SHORT TASK
Could you rewrite the records below as a Markdown table with the columns "Row" and "Line," one numbered row per line and blank lines omitted?

— Start THE DATA —

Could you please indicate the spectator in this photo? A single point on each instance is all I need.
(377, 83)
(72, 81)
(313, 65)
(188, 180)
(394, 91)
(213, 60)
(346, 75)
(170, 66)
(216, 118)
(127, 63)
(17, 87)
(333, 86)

— End THE DATA —

TASK RESPONSE
| Row | Line |
|---|---|
| 1 | Could you please indicate the spectator in this photo? A single point on each instance is all I need. |
| 2 | (377, 83) |
| 3 | (72, 81) |
| 4 | (313, 65) |
| 5 | (188, 180) |
| 6 | (394, 91) |
| 7 | (213, 60) |
| 8 | (346, 75) |
| 9 | (170, 66) |
| 10 | (216, 118) |
| 11 | (127, 63) |
| 12 | (17, 87) |
| 13 | (333, 86) |